C’est une annonce qui est désormais réalité : la fin des contenus d’information de Facebook et Instagram au Canada. Les contenus d’information commencent en effet à être bloqués sur Facebook et Instagram au Canada, a annoncé ce mardi l’entreprise Meta, la maison mère des deux plateformes. Cette annonce n’est pas une surprise, Meta avait déjà annoncé en juin dernier qu’il bloquerait ces articles de presse sur ses plateformes en raison d’une nouvelle loi canadienne. Cette nouvelle législation oblige les géants d’internet à rémunérer les médias locaux pour la diffusion de leurs contenus. Un conflit similaire a eu lieu en Australie ces derniers mois. L’Europe pourrait-elle être la prochaine ?
Cette fois, c’est lancé ! Des premiers internautes canadiens ont remarqué qu’ils n’avaient plus accès aux contenus journalistiques sur leur profil Facebook. Ils ne peuvent plus, non plus, publier des liens menant à des sites de presse. Certains responsables de médias ont également perdu l’accès à leurs comptes.
Meta a confirmé dans un communiqué que le blocage progressif avait commencé et "devrait s’étaler sur plusieurs semaines", sans pour autant indiquer quand le blocage sera complet dans tout le Canada.
En cause, une loi canadienne qui doit entrer en vigueur en décembre prochain et qui obligera les géants du net à rémunérer les créateurs de contenus journalistiques pour la diffusion de ces articles sur les plateformes.

----

▶ [Consignes]
1 > Affichez mot pour mot le passage de l'article sur le blocage des contenus d'information au Canada qui s'ouvre sur les mots contenant "Meta a confirmé" et se termine par "tout le Canada.".
2 > Reproduisez à l'identique toutes les lignes des enregistrements.

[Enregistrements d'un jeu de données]

----

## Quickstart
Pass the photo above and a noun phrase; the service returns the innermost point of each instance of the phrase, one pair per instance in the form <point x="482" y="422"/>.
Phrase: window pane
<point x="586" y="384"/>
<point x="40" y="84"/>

----

▶ [Corrigé]
1 >
Meta a confirmé dans un communiqué que le blocage progressif avait commencé et "devrait s’étaler sur plusieurs semaines", sans pour autant indiquer quand le blocage sera complet dans tout le Canada.

2 >
## Quickstart
Pass the photo above and a noun phrase; the service returns the innermost point of each instance of the phrase, one pair per instance in the form <point x="482" y="422"/>.
Phrase: window pane
<point x="586" y="384"/>
<point x="40" y="84"/>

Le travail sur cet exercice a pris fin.